■ WRITTEN INSTRUCTION ■
Rewrite the listing with every "innermost point" changed to "center point" and nothing else altered. Leave out the pictures.

■ INPUT ■
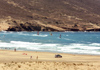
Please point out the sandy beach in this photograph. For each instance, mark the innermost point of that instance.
(28, 60)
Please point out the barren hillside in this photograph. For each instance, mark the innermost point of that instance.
(50, 15)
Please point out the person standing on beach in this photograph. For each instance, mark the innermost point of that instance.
(15, 49)
(38, 33)
(60, 36)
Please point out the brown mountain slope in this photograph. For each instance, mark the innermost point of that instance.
(50, 15)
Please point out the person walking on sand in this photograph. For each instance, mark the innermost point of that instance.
(15, 49)
(60, 36)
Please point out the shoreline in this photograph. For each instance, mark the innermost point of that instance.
(10, 59)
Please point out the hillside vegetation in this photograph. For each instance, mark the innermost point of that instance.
(50, 15)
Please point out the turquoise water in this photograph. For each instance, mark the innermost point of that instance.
(70, 42)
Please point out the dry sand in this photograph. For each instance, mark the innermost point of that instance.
(27, 60)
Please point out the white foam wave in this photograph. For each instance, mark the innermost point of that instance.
(33, 35)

■ OUTPUT FOR THIS EXERCISE ■
Please point out the sandy beach in this photograph. For each instance, mark the center point of that instance.
(28, 60)
Please point out the barren hillside in this photograph. For each instance, mark the center point of that instance.
(50, 15)
Please point out the person standing on beach in this photograph. For each instance, mark the center point of that instance.
(15, 49)
(38, 33)
(60, 36)
Please point out the brown mountain slope in this photograph. For each instance, mark the center point of that instance.
(50, 15)
Please point out the person walking on sand in this photograph. For each instance, mark the center point of that instance.
(15, 49)
(60, 36)
Please point out the shoreline in this photograph. For each instance, mark the center point of that instance.
(10, 59)
Please point out the hillside vegetation in this photograph. For each instance, mark the center point of that instance.
(50, 15)
Please point out the turquoise water in this photograph. For each instance, mark the center point of that instance.
(70, 42)
Please point out the dry sand in this photograph. For each instance, mark the center point of that instance.
(27, 60)
Please point out the white foam wave in this photograph. For each instance, mark the center point of that instance.
(33, 35)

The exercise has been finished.